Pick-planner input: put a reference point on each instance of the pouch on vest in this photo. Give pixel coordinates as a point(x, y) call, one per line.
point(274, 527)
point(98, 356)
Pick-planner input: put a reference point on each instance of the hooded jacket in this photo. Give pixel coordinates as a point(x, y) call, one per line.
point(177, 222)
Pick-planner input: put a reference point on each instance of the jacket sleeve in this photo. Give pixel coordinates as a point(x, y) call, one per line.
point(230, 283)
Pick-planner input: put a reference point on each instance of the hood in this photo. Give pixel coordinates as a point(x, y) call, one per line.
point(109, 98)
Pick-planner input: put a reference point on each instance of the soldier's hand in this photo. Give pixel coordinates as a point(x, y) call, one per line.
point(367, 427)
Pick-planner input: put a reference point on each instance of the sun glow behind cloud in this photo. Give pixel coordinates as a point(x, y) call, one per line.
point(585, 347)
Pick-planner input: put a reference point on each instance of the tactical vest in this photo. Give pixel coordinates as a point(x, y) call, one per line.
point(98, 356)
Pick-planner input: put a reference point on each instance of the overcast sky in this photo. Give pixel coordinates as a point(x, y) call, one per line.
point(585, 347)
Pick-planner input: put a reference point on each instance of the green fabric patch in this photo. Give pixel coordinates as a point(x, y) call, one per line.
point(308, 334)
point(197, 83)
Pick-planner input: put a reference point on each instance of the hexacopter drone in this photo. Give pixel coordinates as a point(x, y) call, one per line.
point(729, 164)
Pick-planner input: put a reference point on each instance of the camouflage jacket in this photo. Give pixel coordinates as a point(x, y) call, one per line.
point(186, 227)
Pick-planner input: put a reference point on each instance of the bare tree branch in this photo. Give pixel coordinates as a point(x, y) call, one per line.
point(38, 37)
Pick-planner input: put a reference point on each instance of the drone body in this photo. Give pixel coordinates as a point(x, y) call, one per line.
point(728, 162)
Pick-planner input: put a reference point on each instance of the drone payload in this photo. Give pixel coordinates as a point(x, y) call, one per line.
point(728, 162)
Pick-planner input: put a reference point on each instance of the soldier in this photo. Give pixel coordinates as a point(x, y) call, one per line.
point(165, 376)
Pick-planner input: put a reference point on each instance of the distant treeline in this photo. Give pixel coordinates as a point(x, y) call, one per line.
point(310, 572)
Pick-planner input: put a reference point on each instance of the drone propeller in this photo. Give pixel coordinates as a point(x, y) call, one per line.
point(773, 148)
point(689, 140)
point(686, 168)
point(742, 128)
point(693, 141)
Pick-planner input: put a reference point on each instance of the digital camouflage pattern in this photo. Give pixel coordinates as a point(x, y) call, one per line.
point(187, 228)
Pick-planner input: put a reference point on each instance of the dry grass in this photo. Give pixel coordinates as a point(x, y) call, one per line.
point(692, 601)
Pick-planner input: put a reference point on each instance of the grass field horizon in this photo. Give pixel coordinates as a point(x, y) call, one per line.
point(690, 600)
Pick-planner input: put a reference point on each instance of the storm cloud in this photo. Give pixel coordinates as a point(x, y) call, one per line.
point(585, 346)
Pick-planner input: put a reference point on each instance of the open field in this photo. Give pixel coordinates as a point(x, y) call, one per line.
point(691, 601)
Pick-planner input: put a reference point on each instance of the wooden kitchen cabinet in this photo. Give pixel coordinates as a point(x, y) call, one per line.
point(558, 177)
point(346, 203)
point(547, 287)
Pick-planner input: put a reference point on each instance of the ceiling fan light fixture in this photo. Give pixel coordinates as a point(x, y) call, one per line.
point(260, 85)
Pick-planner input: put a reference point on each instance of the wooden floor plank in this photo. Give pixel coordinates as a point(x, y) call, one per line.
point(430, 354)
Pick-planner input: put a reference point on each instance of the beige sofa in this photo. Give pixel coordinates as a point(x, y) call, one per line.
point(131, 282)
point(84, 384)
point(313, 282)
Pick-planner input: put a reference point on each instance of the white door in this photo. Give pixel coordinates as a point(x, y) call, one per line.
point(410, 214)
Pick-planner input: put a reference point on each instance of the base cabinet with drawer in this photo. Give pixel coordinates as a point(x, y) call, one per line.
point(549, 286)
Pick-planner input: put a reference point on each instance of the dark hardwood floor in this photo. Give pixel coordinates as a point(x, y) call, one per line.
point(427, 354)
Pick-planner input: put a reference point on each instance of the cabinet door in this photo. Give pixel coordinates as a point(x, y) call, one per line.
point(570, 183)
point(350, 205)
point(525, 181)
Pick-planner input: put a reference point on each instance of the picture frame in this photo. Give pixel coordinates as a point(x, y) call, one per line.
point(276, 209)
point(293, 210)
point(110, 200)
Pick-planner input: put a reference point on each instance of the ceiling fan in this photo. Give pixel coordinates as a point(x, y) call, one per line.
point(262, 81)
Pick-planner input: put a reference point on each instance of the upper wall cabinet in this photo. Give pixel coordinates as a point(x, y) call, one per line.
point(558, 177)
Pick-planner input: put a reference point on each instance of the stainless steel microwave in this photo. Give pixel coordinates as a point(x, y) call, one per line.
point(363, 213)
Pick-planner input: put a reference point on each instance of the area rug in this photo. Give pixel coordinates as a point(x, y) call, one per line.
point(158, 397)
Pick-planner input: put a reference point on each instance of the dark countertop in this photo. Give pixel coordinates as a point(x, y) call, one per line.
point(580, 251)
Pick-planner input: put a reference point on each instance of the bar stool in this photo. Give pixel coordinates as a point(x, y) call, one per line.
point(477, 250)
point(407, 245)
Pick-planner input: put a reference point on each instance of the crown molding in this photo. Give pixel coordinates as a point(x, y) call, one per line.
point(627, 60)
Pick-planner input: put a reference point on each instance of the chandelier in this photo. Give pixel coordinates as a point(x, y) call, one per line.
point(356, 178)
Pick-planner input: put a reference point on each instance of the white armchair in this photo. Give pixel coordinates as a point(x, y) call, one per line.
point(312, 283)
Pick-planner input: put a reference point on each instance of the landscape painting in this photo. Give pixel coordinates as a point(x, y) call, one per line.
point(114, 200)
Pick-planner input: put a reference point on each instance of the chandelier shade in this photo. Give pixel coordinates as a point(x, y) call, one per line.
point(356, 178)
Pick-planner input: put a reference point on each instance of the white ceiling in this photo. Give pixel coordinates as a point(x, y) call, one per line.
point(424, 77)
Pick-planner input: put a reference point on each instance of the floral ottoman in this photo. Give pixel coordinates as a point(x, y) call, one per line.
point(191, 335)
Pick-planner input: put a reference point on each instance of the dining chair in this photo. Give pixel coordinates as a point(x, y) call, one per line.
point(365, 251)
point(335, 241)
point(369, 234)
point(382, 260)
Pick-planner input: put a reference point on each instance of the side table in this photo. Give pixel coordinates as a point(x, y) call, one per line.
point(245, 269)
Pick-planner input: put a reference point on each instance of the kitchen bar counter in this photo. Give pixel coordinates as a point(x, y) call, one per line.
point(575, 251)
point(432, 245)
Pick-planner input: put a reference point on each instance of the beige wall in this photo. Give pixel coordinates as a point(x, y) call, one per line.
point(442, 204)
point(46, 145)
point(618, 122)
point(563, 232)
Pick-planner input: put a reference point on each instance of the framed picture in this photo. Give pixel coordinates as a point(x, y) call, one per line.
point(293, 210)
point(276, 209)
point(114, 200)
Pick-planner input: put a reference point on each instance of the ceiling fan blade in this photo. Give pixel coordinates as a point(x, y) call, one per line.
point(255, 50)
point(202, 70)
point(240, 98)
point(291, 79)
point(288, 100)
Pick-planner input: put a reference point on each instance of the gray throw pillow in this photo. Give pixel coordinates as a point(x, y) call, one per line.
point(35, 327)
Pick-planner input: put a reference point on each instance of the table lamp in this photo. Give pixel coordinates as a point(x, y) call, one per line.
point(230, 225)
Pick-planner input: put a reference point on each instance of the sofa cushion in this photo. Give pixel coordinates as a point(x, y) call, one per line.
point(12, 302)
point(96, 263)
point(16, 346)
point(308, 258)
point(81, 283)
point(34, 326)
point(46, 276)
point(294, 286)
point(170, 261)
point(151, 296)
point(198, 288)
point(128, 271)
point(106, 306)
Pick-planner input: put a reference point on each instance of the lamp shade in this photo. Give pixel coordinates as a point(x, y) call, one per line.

[SET EXERCISE] Give the rows above as a numbered list, starting with the line that contains "of the sofa" and continuing through the last row, with blank lines omitted.

[SOLVED EXERCISE]
1. Pick-planner input: put a reference point on each instance of the sofa cushion in this photo. Give pixel coordinates as a point(x, y) call, one per line.
2. point(12, 302)
3. point(96, 263)
4. point(16, 346)
5. point(308, 258)
6. point(81, 283)
7. point(34, 326)
8. point(46, 276)
9. point(294, 286)
10. point(170, 261)
11. point(151, 296)
12. point(198, 288)
13. point(128, 271)
14. point(106, 306)
15. Pick-planner input: put a reference point on each instance of the lamp shade in this photo. Give pixel coordinates as a point(x, y) call, one per line.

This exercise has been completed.